*PROBLEM DETAILS:* Everything from the line that contains "I'd appreciate your help detecting the headlight" through the final line of the records should be written out exactly, and nothing outside that span.
________________________
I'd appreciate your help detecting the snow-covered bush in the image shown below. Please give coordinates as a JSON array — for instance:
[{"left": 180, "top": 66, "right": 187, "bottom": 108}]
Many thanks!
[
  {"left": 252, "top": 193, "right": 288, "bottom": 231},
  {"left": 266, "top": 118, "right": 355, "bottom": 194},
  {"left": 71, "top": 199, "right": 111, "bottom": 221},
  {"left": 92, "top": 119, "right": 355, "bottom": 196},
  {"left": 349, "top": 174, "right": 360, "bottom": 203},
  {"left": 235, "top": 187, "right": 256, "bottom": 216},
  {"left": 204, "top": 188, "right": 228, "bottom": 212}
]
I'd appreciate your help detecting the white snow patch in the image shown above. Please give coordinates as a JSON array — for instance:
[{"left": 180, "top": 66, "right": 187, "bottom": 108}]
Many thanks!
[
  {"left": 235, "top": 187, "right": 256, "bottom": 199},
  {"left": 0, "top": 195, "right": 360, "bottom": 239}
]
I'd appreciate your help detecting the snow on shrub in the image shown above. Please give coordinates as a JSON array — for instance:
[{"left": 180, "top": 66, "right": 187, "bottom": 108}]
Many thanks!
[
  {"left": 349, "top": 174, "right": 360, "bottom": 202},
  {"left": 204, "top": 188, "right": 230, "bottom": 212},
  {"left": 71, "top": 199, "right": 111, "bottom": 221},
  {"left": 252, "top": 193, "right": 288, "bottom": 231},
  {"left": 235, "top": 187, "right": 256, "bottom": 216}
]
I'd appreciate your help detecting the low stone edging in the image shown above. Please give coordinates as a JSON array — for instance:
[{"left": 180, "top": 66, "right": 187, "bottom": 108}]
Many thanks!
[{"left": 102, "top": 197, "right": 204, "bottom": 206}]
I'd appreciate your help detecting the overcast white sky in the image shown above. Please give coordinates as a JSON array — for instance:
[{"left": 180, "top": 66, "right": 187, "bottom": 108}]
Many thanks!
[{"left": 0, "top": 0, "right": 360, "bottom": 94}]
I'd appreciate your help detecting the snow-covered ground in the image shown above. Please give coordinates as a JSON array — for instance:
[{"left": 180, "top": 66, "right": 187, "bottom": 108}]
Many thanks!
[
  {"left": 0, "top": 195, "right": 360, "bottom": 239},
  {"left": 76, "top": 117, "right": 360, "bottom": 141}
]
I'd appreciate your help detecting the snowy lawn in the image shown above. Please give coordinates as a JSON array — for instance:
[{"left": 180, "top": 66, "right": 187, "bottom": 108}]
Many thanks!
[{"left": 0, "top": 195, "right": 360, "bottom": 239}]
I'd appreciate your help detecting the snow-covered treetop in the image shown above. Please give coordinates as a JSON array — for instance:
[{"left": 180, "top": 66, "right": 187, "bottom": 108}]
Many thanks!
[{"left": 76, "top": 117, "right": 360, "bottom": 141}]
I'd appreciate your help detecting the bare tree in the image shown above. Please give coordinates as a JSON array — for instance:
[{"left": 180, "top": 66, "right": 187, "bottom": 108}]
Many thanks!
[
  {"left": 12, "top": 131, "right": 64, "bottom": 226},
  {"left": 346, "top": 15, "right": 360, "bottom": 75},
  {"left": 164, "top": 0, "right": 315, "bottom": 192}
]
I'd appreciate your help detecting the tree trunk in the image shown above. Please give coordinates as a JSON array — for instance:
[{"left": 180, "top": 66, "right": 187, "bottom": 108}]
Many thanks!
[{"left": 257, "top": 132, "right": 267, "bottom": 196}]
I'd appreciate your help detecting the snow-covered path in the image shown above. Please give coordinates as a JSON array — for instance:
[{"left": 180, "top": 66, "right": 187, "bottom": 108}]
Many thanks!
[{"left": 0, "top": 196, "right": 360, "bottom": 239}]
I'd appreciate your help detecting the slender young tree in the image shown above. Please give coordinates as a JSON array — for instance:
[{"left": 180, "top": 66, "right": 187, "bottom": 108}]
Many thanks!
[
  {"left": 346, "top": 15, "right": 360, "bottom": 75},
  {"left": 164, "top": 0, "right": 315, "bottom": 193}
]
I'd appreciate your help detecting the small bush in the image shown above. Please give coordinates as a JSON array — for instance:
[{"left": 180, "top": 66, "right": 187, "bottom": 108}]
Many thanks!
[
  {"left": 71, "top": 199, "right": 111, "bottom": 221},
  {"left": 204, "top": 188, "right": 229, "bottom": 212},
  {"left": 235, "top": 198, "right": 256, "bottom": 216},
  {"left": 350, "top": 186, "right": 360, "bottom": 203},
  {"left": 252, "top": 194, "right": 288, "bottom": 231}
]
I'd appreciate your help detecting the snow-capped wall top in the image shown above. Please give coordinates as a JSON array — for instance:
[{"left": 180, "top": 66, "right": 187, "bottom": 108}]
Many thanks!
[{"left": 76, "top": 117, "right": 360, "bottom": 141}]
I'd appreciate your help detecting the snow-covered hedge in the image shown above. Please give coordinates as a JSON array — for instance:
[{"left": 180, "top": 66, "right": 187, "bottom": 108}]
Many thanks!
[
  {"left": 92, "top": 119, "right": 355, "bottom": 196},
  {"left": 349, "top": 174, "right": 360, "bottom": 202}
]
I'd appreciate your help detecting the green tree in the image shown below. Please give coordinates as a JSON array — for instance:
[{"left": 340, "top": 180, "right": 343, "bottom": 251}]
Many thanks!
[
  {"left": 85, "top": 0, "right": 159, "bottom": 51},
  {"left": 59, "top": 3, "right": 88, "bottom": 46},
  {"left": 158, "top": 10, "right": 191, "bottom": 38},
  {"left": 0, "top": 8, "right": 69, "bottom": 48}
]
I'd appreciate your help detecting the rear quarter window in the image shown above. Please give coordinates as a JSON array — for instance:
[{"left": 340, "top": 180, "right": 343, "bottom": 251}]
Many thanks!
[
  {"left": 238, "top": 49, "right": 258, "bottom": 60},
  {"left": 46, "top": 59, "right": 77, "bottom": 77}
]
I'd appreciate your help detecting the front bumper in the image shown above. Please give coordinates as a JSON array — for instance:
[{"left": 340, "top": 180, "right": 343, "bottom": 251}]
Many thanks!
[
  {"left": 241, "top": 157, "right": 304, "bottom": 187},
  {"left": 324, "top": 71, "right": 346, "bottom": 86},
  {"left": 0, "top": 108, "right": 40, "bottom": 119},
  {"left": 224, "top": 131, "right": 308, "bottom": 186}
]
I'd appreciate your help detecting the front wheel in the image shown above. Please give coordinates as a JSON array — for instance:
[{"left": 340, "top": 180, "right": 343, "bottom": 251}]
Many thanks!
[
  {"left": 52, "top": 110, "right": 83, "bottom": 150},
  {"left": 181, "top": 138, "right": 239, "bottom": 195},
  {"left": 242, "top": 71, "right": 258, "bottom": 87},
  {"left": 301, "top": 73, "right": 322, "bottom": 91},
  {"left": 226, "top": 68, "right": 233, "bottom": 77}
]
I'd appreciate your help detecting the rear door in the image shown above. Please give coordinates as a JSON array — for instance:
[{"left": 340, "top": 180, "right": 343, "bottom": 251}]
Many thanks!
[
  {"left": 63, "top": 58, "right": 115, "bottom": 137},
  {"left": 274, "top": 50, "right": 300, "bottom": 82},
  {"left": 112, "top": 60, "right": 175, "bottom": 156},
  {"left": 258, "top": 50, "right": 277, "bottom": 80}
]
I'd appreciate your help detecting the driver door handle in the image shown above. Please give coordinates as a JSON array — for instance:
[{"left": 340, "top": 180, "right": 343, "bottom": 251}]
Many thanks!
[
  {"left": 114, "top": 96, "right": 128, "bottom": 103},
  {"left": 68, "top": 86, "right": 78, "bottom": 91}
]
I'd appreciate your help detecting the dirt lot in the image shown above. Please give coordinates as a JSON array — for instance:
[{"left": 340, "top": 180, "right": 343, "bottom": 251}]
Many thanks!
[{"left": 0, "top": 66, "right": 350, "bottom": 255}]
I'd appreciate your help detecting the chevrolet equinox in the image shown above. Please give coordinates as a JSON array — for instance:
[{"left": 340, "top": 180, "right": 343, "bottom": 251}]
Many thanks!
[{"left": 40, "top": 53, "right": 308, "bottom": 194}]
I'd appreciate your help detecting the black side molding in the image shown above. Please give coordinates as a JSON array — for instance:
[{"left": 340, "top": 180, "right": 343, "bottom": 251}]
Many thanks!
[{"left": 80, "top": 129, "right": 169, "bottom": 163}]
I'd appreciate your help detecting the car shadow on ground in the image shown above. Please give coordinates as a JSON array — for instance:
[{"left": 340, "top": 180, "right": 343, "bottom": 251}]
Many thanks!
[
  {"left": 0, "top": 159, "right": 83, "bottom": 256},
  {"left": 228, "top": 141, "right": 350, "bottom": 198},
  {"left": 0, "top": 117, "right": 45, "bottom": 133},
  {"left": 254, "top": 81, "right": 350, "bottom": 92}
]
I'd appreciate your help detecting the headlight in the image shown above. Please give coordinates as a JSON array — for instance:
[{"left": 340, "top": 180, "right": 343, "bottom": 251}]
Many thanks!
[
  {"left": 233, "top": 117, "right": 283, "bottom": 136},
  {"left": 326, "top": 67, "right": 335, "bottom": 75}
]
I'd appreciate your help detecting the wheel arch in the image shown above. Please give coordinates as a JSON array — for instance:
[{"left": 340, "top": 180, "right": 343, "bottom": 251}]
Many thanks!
________________________
*EXERCISE RESULT:*
I'd appreciate your help detecting the headlight in the image shown above. Please give coordinates as a JSON array — for instance:
[{"left": 340, "top": 180, "right": 343, "bottom": 251}]
Many thanks!
[
  {"left": 233, "top": 117, "right": 283, "bottom": 136},
  {"left": 326, "top": 67, "right": 335, "bottom": 75}
]
I'd appreciate your help detecting the wheel arch in the image shown above. Please give coordinates as a JSON array — for instance:
[{"left": 340, "top": 180, "right": 343, "bottom": 251}]
Many thanks!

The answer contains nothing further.